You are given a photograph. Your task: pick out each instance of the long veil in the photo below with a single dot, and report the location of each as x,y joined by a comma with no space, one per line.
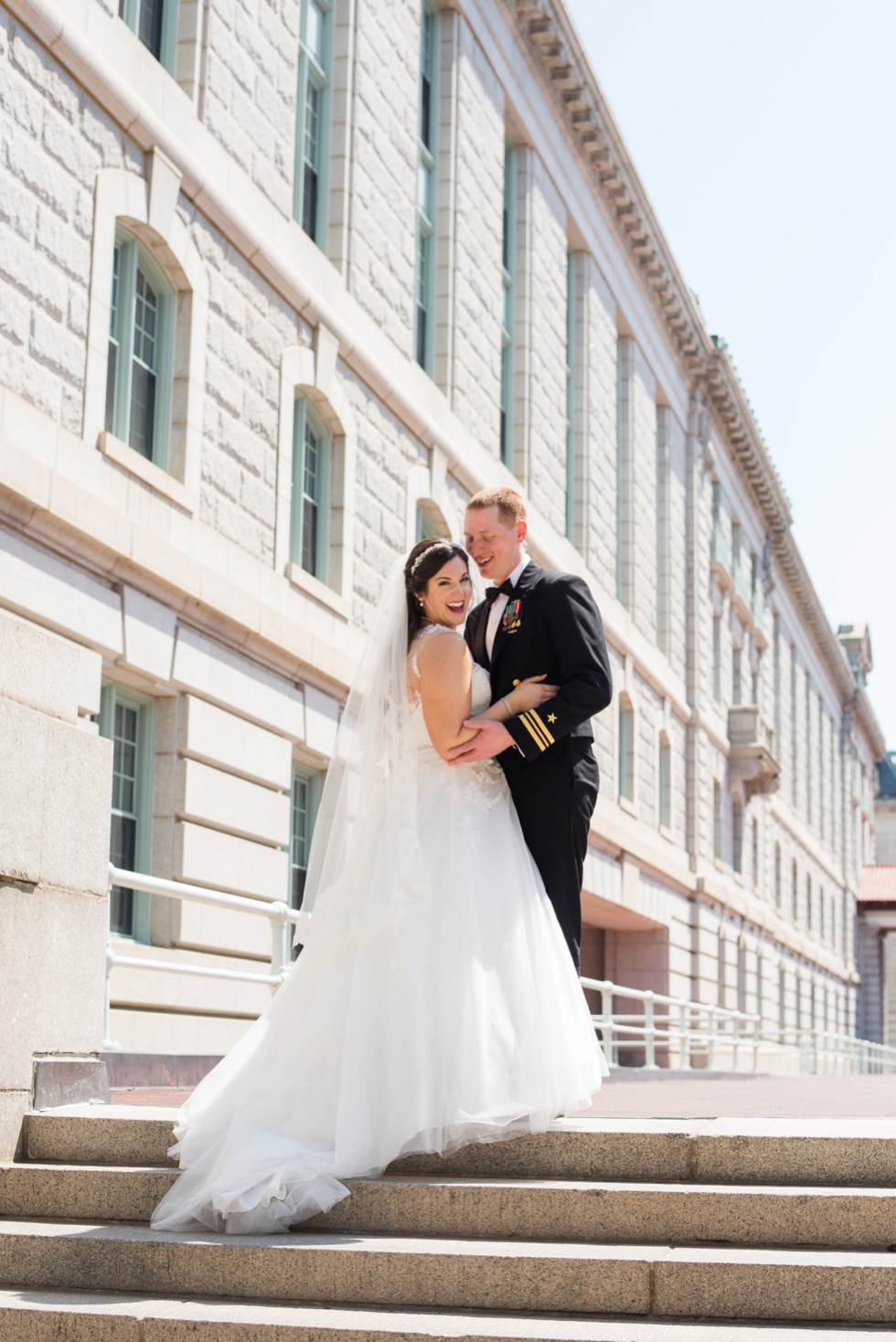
365,837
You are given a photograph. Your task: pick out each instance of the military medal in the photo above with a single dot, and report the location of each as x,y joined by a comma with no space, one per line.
510,619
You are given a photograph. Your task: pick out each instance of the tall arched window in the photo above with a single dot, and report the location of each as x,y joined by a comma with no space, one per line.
312,453
795,890
427,186
155,23
754,852
138,373
313,118
737,834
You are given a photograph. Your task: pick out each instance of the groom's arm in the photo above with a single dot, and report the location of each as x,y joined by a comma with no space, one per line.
585,676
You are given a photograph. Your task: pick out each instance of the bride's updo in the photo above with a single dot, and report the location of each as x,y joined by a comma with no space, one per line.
422,564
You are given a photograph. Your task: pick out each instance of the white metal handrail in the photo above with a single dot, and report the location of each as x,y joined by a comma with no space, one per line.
677,1026
278,912
688,1028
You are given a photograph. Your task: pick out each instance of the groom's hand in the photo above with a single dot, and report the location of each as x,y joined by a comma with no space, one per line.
491,739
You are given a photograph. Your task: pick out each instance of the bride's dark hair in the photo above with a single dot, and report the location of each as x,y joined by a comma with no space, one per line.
422,564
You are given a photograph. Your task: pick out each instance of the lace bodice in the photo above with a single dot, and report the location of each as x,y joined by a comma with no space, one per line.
480,697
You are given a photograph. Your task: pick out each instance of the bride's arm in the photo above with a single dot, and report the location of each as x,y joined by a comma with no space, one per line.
445,688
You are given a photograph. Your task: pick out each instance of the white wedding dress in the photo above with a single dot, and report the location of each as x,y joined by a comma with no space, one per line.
462,1021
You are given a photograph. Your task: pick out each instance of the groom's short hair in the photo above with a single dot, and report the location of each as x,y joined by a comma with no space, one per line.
508,504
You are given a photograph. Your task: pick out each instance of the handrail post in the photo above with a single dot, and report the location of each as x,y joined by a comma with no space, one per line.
109,1043
649,1034
279,943
711,1018
757,1041
684,1057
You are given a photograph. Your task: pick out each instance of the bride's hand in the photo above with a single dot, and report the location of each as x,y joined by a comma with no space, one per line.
####
→ **Problem to work on**: Rewrite the listing above with "single dot" changed to "single point" and everything else unchanged. Omit the pictures.

→ **Complete answer**:
You are given a photograph. Your task: pick out each instance of the long veil in the photo below with a single point, and report the location of each as x,y joined by a comma with no space, one per line.
365,837
You are given a photograph. Your task: pick out each instance of the military medal in the photo above with a single point, and report the location of each as x,y joined by a comma with no space, one per line.
510,619
You are given a photograph. Your task: pick out each instance of the tall arched window in the photo above with a single point, and report the location of each as x,y joined by a comma with no space, one per line.
312,453
795,890
427,186
155,23
754,852
138,373
313,118
737,834
You are given a photograph. Your task: pick out each instance of the groom's arm in the photo above with a single point, and report the location of each as x,y joined by a comma with no space, one per line.
585,676
You are given a photograph. Your task: pick out each instance of the bride's updo in the photo above with a single point, and report the location of each as x,y joined by a comma with no space, one per line.
422,564
You are given a photograph. Your task: pick out each instance of the white metal handrail in the photo above with a single point, and report the location of each as x,y joined by a comma with no space, one per line.
677,1026
278,912
688,1028
You are given a photograph. Your task: pick out each instance of the groom's hand in the photo above with a single point, and report the location of each as x,y joined by a comma with no space, one per line.
491,739
You are given a photograph. Your task: pick out each instance of the bride's dark hair in the photo above with a single point, and report the location of each as x,y joined by a comma with no space, one per line.
422,564
You are given a photograph. Your task: pick out each instance of the lace bodice in the photo above with a single point, and report the location of each as x,y joined by a comma with no space, one per line.
480,697
You are given a photograph. Your task: pick out each instance of the bride's arm in the photo above with a single point, and report the location of each as x,y joined by a comma with no space, one per line.
445,688
You are given a photograph. Your task: pick out each instance of the white wedding dress in the photo above with a single point, and report the location of each as x,y joined by a comma with no space, one per line.
462,1021
You are given a photograph. Your task: pick out each instance of the groom's short hair in the photo above with a single point, and report the location of each as x,y joined by a comma with no space, one per line.
508,504
You are given a photograph. Your task: pick out each instance of the handrail post in the photo above with a single point, and report the location of each as x,y joined by a comma with no space, one per line.
109,1043
649,1034
279,943
711,1018
757,1041
684,1057
You are given a photograph. Your task: pick out each instance of the bride's hand in the photo above with a single point, and report the location of each as x,y joined by a comma with no space, one per line.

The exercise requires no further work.